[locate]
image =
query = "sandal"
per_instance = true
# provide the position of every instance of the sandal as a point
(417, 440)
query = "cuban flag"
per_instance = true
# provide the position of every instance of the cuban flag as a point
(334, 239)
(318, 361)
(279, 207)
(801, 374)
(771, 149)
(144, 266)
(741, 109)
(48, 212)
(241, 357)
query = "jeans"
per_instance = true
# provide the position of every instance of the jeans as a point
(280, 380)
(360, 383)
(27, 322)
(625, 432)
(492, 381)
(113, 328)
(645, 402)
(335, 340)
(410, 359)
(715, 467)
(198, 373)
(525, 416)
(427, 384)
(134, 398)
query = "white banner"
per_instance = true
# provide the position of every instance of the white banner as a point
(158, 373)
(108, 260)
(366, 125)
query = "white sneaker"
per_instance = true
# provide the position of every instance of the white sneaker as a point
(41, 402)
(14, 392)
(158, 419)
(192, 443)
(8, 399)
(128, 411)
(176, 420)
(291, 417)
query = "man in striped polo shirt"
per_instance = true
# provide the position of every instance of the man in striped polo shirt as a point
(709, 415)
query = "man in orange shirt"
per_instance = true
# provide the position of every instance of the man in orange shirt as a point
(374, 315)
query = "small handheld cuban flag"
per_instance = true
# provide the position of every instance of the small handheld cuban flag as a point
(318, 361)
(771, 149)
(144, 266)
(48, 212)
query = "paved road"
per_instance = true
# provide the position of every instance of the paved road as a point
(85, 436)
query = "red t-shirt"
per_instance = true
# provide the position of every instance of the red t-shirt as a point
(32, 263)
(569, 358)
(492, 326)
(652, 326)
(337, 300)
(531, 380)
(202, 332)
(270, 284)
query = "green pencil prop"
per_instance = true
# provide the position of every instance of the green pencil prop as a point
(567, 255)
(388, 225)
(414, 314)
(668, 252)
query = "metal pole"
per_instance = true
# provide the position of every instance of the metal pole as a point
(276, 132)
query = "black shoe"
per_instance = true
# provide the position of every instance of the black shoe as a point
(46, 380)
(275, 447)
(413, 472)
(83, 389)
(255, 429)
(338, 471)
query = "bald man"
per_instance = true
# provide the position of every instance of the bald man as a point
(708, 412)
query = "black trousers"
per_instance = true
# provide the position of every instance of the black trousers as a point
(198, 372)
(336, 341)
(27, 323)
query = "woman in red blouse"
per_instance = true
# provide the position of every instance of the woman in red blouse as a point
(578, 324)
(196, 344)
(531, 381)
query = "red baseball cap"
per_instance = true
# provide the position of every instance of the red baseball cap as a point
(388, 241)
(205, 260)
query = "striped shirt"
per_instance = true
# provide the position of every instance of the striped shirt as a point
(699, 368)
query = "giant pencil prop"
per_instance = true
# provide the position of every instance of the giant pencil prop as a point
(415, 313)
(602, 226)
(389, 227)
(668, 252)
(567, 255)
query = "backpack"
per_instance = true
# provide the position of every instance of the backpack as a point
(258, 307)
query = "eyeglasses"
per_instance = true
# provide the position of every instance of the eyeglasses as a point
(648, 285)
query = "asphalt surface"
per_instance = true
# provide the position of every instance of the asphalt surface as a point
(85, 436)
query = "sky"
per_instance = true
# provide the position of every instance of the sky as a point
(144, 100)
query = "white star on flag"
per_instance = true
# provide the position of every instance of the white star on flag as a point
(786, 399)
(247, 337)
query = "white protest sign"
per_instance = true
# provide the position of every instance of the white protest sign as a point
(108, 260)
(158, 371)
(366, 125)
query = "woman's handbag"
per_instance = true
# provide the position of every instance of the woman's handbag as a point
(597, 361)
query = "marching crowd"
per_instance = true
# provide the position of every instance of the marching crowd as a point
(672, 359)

> EXERCISE REQUIREMENTS
The lines from the one with "# provide the position of every instance of the backpack" through the end of the data above are to be set down exactly, with both boundary lines included and no other lines.

> TASK ANSWER
# provide the position of every instance of the backpack as a point
(258, 307)
query = "eyeglasses"
per_instance = true
# provide the position of every instance of the eyeglasses as a point
(648, 285)
query = "asphalt surface"
per_instance = true
# provide the position of every instance of the asphalt surface as a point
(85, 436)
query = "sky"
per_instance = true
# provide the position of every instance of the sky as a point
(144, 100)
query = "white star on flag"
per_instance = true
# provide the position of every instance of the white star on flag as a point
(786, 399)
(247, 337)
query = "white protest sign"
per_instance = true
# provide the position of every instance of the white protest sign as a point
(108, 260)
(158, 371)
(366, 125)
query = "woman's handbag"
per_instance = true
# provide the position of every instance of the woman's handbag as a point
(597, 361)
query = "marching crowd"
per_instance = true
# provide the position of every instance of the marching crowd as a point
(672, 359)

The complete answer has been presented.